• **PROVIDED INFORMATION**
◇ ◇ ◇ ◇
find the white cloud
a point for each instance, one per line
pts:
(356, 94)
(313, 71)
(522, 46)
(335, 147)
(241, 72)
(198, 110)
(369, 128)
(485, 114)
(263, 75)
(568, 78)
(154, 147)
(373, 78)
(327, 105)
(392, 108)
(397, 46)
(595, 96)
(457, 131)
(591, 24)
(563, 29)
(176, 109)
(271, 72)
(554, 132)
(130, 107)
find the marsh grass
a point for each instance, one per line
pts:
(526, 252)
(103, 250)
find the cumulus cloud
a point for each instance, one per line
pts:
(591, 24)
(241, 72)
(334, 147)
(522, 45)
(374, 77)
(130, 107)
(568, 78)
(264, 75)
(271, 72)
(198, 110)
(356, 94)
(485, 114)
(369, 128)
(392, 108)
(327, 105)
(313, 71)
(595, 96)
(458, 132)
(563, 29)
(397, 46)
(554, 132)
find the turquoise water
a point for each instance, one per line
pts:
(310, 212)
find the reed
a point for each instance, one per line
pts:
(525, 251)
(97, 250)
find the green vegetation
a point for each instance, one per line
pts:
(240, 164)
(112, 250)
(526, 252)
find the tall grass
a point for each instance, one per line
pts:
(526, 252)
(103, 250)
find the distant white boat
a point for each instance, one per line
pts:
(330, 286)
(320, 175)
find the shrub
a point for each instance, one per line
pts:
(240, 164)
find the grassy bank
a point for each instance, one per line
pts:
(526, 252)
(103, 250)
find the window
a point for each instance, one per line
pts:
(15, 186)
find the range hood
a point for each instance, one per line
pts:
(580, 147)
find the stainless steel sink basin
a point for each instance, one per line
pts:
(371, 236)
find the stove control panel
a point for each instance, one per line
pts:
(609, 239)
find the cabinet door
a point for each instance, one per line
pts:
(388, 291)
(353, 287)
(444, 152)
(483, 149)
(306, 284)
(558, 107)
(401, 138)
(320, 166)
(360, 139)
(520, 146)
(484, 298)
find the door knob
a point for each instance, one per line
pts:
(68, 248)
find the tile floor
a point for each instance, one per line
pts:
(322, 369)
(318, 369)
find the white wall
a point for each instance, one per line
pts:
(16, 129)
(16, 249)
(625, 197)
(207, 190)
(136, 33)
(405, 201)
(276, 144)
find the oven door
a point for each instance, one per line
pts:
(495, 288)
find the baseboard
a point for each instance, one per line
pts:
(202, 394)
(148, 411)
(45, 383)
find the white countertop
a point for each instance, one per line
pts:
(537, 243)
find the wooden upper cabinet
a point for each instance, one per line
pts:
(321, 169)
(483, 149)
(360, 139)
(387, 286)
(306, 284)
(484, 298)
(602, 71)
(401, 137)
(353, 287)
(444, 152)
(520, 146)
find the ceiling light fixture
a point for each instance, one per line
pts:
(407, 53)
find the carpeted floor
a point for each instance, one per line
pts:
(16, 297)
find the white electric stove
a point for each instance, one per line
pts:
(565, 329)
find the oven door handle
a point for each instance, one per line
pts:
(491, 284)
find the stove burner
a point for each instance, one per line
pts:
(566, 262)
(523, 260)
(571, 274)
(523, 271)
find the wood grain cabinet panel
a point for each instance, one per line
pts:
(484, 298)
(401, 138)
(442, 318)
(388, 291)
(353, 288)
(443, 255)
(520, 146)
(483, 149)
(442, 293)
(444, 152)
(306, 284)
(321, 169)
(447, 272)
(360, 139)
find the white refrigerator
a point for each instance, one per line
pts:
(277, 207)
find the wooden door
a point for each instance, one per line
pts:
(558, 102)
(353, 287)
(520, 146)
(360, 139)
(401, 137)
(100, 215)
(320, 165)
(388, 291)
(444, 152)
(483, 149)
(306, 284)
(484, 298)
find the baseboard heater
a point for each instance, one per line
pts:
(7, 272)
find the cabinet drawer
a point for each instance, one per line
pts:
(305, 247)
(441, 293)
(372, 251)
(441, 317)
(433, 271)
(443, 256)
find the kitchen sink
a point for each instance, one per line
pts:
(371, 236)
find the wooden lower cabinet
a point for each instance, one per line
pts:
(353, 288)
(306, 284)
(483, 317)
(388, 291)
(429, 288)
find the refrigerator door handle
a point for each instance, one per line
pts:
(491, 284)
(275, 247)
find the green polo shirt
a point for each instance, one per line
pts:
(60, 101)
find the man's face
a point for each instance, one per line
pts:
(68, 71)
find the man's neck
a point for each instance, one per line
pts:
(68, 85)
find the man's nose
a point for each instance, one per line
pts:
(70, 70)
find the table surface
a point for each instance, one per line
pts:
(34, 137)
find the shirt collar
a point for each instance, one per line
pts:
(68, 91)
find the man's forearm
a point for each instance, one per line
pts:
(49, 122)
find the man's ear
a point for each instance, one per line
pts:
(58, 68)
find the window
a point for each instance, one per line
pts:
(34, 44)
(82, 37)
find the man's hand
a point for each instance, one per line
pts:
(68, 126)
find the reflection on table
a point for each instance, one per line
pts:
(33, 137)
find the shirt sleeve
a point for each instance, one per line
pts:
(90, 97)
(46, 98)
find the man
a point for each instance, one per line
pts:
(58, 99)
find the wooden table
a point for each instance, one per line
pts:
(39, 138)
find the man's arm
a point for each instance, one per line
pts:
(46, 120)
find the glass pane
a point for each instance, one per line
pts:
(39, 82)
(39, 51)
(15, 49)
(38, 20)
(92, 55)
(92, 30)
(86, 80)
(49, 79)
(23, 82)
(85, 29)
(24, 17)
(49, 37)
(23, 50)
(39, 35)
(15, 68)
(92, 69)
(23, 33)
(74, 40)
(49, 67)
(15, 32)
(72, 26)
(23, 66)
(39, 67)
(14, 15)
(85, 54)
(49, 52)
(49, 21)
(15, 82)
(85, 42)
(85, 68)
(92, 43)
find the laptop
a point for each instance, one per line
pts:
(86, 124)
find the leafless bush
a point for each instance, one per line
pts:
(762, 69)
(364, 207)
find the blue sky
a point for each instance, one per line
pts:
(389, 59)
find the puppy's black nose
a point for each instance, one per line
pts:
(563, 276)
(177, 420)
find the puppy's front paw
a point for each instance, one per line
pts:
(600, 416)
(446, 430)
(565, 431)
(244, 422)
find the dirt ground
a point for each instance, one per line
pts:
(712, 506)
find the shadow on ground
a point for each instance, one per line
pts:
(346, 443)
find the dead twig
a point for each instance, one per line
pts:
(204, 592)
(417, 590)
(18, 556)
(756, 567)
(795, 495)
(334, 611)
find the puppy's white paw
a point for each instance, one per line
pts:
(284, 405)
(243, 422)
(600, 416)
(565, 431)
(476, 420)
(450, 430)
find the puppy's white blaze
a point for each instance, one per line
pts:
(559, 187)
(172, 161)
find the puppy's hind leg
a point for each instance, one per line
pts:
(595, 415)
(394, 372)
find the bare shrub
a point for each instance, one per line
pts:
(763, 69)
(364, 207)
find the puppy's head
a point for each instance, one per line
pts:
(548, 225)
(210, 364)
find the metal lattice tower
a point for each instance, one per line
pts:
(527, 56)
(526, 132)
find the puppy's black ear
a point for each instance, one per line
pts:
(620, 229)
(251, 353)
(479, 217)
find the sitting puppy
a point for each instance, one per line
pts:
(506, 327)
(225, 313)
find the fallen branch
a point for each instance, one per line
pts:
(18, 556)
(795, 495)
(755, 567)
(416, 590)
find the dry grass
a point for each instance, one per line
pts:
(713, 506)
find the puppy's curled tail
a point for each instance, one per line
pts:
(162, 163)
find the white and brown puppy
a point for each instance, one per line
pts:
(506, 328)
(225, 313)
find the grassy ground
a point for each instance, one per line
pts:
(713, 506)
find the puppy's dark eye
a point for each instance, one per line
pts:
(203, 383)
◇ ◇ ◇ ◇
• **WORK TO BE COMPLETED**
Print the data in full, with each line exactly as given.

• **RESPONSE AREA**
find the white cloud
a point for each instance, one per line
pts:
(356, 94)
(313, 71)
(522, 46)
(335, 147)
(241, 72)
(198, 110)
(369, 128)
(485, 114)
(263, 75)
(568, 78)
(154, 147)
(373, 78)
(327, 105)
(392, 108)
(397, 46)
(595, 96)
(457, 131)
(591, 24)
(563, 29)
(176, 109)
(271, 72)
(554, 132)
(130, 107)
find the marsh grass
a point for each instance, one per line
pts:
(526, 252)
(103, 250)
find the cumulus cloud
a point for each instance, one per line
pts:
(591, 24)
(241, 72)
(334, 147)
(522, 45)
(374, 77)
(130, 107)
(568, 78)
(264, 75)
(271, 72)
(198, 110)
(356, 94)
(485, 114)
(369, 128)
(392, 108)
(327, 105)
(313, 71)
(595, 96)
(458, 132)
(563, 29)
(397, 46)
(554, 132)
find the turquoise water
a point for each instance, one per line
pts:
(310, 212)
find the reed
a point for each instance, one per line
pts:
(525, 251)
(97, 250)
find the green vegetation
a point for each instance, one per line
pts:
(240, 164)
(112, 250)
(526, 252)
find the tall grass
a point for each instance, one per line
pts:
(526, 252)
(103, 250)
find the distant white boat
a point for each instance, one per line
pts:
(330, 286)
(320, 175)
find the shrub
a point for each instance, one per line
pts:
(240, 164)
find the grassy bank
a point for each instance, one per line
pts:
(526, 252)
(103, 250)
find the window
a point for each instance, one per line
pts:
(15, 186)
find the range hood
a point for each instance, one per line
pts:
(580, 147)
find the stainless steel sink basin
a point for each instance, one per line
pts:
(371, 236)
find the stove control panel
a point for each instance, one per line
pts:
(609, 239)
find the cabinet door
a point for each instance, one per line
pts:
(388, 291)
(353, 287)
(444, 152)
(483, 149)
(306, 284)
(558, 107)
(401, 138)
(320, 166)
(360, 139)
(520, 146)
(484, 298)
find the door knob
a point for each instance, one per line
pts:
(68, 248)
find the tile floor
a point for each instance, one per line
pts:
(322, 369)
(318, 369)
find the white wall
a point for each instance, one per line
pts:
(16, 129)
(16, 249)
(625, 197)
(207, 190)
(136, 33)
(405, 201)
(276, 144)
find the oven door
a point for each instance, one per line
pts:
(495, 288)
find the baseboard
a point for each instance, one per line
pts:
(202, 394)
(148, 411)
(45, 383)
find the white countertop
a point for each instance, one per line
pts:
(537, 243)
find the wooden upper cabinet
a point for each instance, one per line
pts:
(321, 169)
(483, 149)
(360, 139)
(387, 286)
(306, 284)
(484, 298)
(602, 71)
(401, 137)
(353, 287)
(444, 152)
(520, 146)
find the ceiling light fixture
a point for each instance, one per line
pts:
(407, 53)
find the carpeted floor
a point for each instance, one per line
pts:
(16, 297)
find the white electric stove
a point for each instance, one per line
pts:
(565, 329)
find the oven door handle
a point for each instance, one per line
pts:
(491, 284)
find the stove burner
a point for each instance, one per line
pts:
(566, 262)
(523, 260)
(571, 274)
(523, 271)
find the wood grain cabinet panel
a point for each instance, one per line
pts:
(484, 298)
(401, 138)
(442, 318)
(388, 291)
(353, 288)
(443, 255)
(520, 146)
(483, 149)
(442, 293)
(444, 152)
(306, 284)
(321, 169)
(447, 272)
(360, 139)
find the white refrigerator
a point for each instance, one per line
pts:
(277, 207)
find the wooden door
a point for each instance, one per line
pts:
(558, 102)
(353, 287)
(520, 146)
(360, 139)
(401, 137)
(100, 215)
(320, 165)
(388, 291)
(444, 152)
(483, 149)
(306, 284)
(484, 298)
find the baseboard heater
a point for each instance, one per line
pts:
(7, 272)
find the cabinet drawer
a point for each instance, one per line
pts:
(305, 247)
(441, 293)
(372, 251)
(441, 317)
(433, 271)
(443, 256)
find the kitchen sink
a point for each instance, one per line
pts:
(371, 236)
find the wooden lower cabinet
a point for each instance, one per line
pts:
(353, 288)
(306, 284)
(483, 317)
(388, 291)
(429, 288)
find the refrigerator door handle
a point for each instance, one per line
pts:
(491, 284)
(275, 247)
find the green polo shirt
a point for each instance, one per line
pts:
(60, 101)
find the man's face
a point for each instance, one per line
pts:
(68, 71)
find the man's neck
a point for each instance, one per line
pts:
(68, 85)
find the man's nose
a point for each instance, one per line
pts:
(70, 70)
find the table surface
a point for each instance, one per line
pts:
(34, 137)
find the shirt collar
a point for each instance, one per line
pts:
(68, 91)
find the man's forearm
a point for each instance, one per line
pts:
(49, 122)
find the man's ear
a point for each instance, one per line
pts:
(58, 68)
find the window
a point for each instance, one per line
pts:
(34, 44)
(82, 37)
find the man's hand
a point for each instance, one per line
pts:
(68, 126)
find the reflection on table
a point for each instance, one per line
pts:
(33, 137)
find the shirt sleeve
a point for each instance, one per line
pts:
(90, 97)
(46, 98)
find the man
a point for each instance, one per line
pts:
(58, 99)
find the wooden table
a point for each instance, one per line
pts:
(39, 138)
find the man's arm
a point for each instance, one per line
pts:
(46, 120)
find the glass pane
a point for each instance, one per line
pts:
(39, 82)
(39, 51)
(15, 49)
(38, 20)
(92, 55)
(92, 30)
(86, 80)
(49, 79)
(23, 82)
(85, 29)
(24, 17)
(49, 37)
(23, 50)
(39, 35)
(15, 68)
(92, 69)
(23, 33)
(74, 40)
(49, 67)
(15, 32)
(72, 26)
(23, 66)
(39, 67)
(14, 15)
(85, 54)
(49, 52)
(49, 21)
(15, 82)
(85, 42)
(85, 68)
(92, 43)
find the laptop
a point for each instance, one per line
pts:
(86, 124)
find the leafless bush
a point for each instance, one per line
pts:
(762, 69)
(364, 207)
find the blue sky
a point for each instance, one per line
pts:
(389, 59)
find the puppy's black nose
a point for each instance, one per line
pts:
(563, 276)
(177, 420)
find the puppy's front paw
a point for each instance, one per line
pts:
(600, 416)
(446, 430)
(565, 431)
(244, 422)
find the dirt ground
a point for each instance, one per line
pts:
(712, 506)
find the shadow on ground
a point for each instance, one per line
pts:
(346, 443)
find the dead twig
a point for each instance, one per line
pts:
(204, 592)
(417, 590)
(18, 556)
(756, 567)
(795, 495)
(334, 611)
find the puppy's white paw
a point for each instance, one per line
pts:
(284, 405)
(243, 422)
(600, 416)
(565, 431)
(476, 420)
(450, 430)
find the puppy's white blaze
a point for each instance, one per line
pts:
(559, 187)
(172, 161)
find the puppy's hind leg
a point for each instance, one per line
pts:
(595, 415)
(394, 372)
find the bare shrub
a point for each instance, one per line
pts:
(763, 69)
(364, 207)
find the puppy's head
a point for each instance, one per line
pts:
(548, 225)
(210, 364)
find the metal lattice tower
a point for each instance, one per line
pts:
(527, 56)
(526, 132)
find the puppy's black ear
a point for each instance, one per line
pts:
(620, 229)
(251, 353)
(479, 217)
find the sitting puppy
a point for each instance, one per line
pts:
(506, 327)
(225, 313)
find the fallen branch
a point for each instance, one per line
pts:
(18, 556)
(795, 495)
(755, 567)
(416, 590)
find the dry grass
a point for each instance, one per line
pts:
(713, 506)
find the puppy's curled tail
a point for each instance, one per line
pts:
(162, 163)
find the white and brown puppy
a point for each instance, one per line
pts:
(506, 328)
(225, 313)
find the grassy ground
a point for each instance, one per line
pts:
(713, 506)
find the puppy's dark eye
a point for each instance, one per line
pts:
(203, 383)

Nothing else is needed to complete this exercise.